===== Data shown =====

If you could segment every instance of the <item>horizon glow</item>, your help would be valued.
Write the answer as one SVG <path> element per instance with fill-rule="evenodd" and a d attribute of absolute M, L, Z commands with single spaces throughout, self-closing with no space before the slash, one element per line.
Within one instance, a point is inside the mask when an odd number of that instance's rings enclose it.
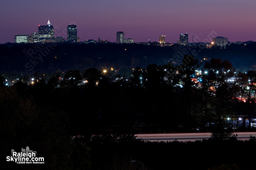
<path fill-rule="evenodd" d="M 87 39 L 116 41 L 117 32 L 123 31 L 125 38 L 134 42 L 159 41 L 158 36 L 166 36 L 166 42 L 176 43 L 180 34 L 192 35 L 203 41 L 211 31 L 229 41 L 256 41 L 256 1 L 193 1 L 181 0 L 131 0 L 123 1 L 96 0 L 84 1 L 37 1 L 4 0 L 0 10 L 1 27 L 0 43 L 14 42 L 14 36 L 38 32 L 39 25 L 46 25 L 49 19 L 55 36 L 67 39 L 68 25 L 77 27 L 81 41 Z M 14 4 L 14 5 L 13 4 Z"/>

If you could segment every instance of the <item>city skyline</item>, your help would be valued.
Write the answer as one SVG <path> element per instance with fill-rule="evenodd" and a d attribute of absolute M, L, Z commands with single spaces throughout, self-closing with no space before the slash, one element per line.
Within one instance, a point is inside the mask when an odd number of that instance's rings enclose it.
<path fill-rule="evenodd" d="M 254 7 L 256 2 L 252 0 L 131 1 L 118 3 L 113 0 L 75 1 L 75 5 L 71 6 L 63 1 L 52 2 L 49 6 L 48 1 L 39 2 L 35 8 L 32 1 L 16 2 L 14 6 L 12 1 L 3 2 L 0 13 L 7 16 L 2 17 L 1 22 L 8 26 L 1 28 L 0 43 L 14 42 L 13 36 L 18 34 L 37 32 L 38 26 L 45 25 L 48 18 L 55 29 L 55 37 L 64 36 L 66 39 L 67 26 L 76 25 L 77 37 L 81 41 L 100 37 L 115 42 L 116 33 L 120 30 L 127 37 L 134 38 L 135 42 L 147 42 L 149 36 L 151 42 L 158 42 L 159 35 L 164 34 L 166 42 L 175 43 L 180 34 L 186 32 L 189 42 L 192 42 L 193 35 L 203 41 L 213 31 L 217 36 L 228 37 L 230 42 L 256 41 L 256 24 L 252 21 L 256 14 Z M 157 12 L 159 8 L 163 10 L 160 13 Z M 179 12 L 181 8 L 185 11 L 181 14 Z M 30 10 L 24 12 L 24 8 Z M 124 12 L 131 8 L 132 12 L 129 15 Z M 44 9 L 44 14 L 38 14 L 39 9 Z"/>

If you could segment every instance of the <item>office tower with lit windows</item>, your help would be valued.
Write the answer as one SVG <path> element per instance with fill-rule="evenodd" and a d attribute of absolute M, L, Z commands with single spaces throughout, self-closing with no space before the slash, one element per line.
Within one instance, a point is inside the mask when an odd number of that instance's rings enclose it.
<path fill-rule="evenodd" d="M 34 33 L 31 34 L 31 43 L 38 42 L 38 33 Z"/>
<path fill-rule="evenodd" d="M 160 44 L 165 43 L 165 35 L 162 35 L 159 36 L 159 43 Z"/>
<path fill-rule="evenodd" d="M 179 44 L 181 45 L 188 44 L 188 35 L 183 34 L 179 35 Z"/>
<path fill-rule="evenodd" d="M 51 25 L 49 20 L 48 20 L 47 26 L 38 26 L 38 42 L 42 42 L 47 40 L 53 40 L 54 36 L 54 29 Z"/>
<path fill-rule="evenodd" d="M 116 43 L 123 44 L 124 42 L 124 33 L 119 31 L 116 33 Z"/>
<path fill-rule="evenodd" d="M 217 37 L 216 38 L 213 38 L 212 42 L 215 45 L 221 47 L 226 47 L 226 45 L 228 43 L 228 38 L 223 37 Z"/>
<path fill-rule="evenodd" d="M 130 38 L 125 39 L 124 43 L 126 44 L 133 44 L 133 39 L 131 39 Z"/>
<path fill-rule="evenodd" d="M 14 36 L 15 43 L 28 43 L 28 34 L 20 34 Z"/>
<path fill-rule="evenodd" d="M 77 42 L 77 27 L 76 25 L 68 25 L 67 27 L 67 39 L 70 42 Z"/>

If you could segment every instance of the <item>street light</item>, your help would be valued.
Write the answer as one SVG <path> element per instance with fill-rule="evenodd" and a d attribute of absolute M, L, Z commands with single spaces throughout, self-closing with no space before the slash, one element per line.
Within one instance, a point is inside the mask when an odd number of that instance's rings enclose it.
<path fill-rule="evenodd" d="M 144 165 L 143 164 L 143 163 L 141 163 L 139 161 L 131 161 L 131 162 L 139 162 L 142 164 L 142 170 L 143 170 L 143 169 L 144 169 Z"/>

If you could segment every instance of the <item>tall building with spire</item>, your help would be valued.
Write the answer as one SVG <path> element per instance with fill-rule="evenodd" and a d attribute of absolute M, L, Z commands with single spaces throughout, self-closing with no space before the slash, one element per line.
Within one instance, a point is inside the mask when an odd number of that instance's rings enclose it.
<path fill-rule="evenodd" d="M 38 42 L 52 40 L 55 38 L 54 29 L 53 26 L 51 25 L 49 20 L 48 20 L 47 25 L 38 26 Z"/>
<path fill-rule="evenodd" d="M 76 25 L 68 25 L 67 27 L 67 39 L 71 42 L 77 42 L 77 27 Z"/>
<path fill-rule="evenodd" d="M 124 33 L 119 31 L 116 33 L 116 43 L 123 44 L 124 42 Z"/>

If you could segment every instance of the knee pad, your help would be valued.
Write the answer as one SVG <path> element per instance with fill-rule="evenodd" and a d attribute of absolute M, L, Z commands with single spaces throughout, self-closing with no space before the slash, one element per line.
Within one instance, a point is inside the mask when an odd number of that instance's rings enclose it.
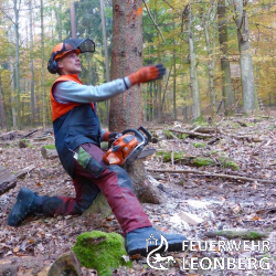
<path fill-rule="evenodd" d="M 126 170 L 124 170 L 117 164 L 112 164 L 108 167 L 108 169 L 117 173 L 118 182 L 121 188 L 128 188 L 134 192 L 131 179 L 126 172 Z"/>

=====

=== What you need to do ===
Rescale the stretch of data from its start through the line containing "87 39 L 116", both ends included, by rewriting every line with each path coordinate in the answers multiplied by 2.35 and rounded to a whole number, halves rounding up. Keep all other text unchanged and leave the pictures out.

=== The result ===
If you could segment every instance of the <item>horizon glow</item>, your help would be valued.
Write the answer as one SVG <path> element per instance with fill-rule="evenodd" and a d attribute of absolute M, L, Z commands with single spaces throughout, self-closing with no space before the slash, one element per line.
Within one instance, a point is inside the mask when an odd number of that instance's rings enclose it.
<path fill-rule="evenodd" d="M 204 92 L 273 96 L 275 75 L 289 73 L 294 89 L 315 99 L 374 96 L 371 85 L 390 85 L 390 99 L 414 101 L 423 80 L 451 82 L 477 96 L 496 73 L 538 96 L 602 96 L 602 2 L 454 2 L 425 0 L 308 0 L 289 2 L 226 0 L 197 2 L 87 2 L 9 0 L 0 24 L 2 63 L 0 101 L 33 99 L 33 85 L 89 75 L 92 59 L 108 59 L 115 45 L 129 85 L 157 92 L 160 59 L 181 63 L 190 96 Z M 33 9 L 33 12 L 31 9 Z"/>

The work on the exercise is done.